*APPLY WHAT YOU READ*.
1) In the Iowa Park immunity text, what did State Dept. of Pub. Safety v. Petta hold?
2) Write the next part of the Iowa Park immunity text, starting right after its final citation.

*TEXT UNDER STUDY*.
------------
TEX. CIV. PRAC. REM. CODE § 101.021 (Vernon 1997).
Neither the motor vehicle nor tangible property exceptions are applicable to Plaintiffs' claim for negligence against the City of Iowa Park. Plaintiffs have not alleged the injuries arose from the use of a motor-vehicle or motor-driven equipment as required for a waiver of immunity under § 101.021(1). Section 101.021(2), quoted above, is also inapplicable because information does not constitute tangible personal property under the Act. York, 871 S.W.2d at 178-9 (holding that failure to record information in patient's file does not constitute tangible personal property under the Act). In Washington v. City of Houston, a Texas Court of Appeals held that the use or nonuse of information in personnel files did not fall within the statutory language regarding the use or nonuse of tangible personal property. Washington v. City of Houston, 874 S.W.2d 791, 795-96 (Tex.App.-Texarkana 1994, no writ). In that case, a patient sued the City of Houston alleging the city's failure to maintain adequate personnel records about a physician led to the physician's ability to injure the patient. Id. at 795 ("[h]ad the City not been negligent . . . its officers would have noticed something in Titus's file that would have alerted them to his questionable character and to his propensity for questionable conduct with his patients.") Id. In addition to rejecting the patient's argument as having "no logical basis and . . . contrary to current [Texas] Supreme Court pronouncements," the Court commented on the underlying policy of avoiding countless claims brought every time someone is injured by a present or former government employee:
See also State Dept. of Pub. Safety v. Petta, 44 S.W.3d 575, 581 (Tex. 2001) (holding that information contained in policy and training manuals does not constitute tangible personal property under the Act); Dallas County v. Harper, 913 S.W.2d 207, 208 (Tex. 1995) (holding that information contained in indictment does not constitute tangible personal property under the Act).
------------
*COLLECTED DATA*.
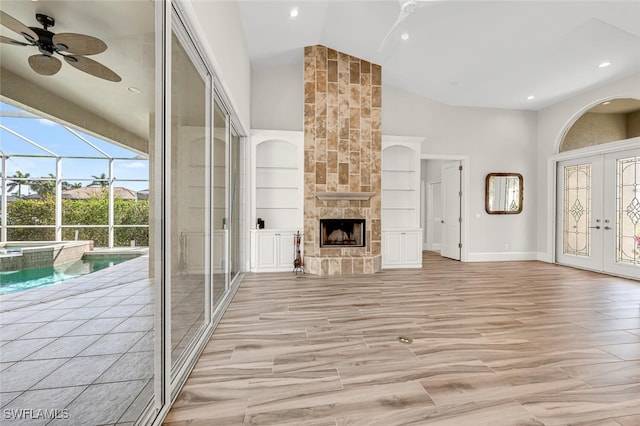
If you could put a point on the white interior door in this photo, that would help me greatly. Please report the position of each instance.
(451, 218)
(434, 215)
(598, 213)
------------
*ANSWERS FOR THIS EXERCISE*.
1) It held that information in policy and training manuals is not tangible personal property under the Act.

2)
[a]ll governmental entities maintain personnel files on their employees, and anyone injured by a governmental employee can very easily male the allegation that, had the government entity been more careful in its preparation and investigation of the employee's personnel file, it would have found something that would have alerted it to a danger in hiring and/or supervising the employee.Id. at 795-96.
As the Washington case illustrates, a city cannot be held liable under Texas law for the use or nonuse of information contained in its personnel files when the employee commits a tort while currently employed by the city. It follows that Iowa Park cannot be held liable for the use or nonuse of information contained in its personnel files when the employee no longer works for the City and is employed elsewhere when the torts were allegedly committed. The negligent retention claim must also fail because McGuinn was not employed by Iowa Park when the torts were allegedly committed.
III. CONCLUSION
For the foregoing reasons, Defendant City of Iowa Park's Motion to Dismiss Plaintiffs' Original Complaint under Rule 12(b)(6) is hereby GRANTED. Plaintiffs' claims against the City of Iowa Park are DISMISSED WITH PREJUDICE.
Defendant City of Iowa Park's Motion for Summary Judgment (filed March 6, 2003) is DENIED AS MOOT.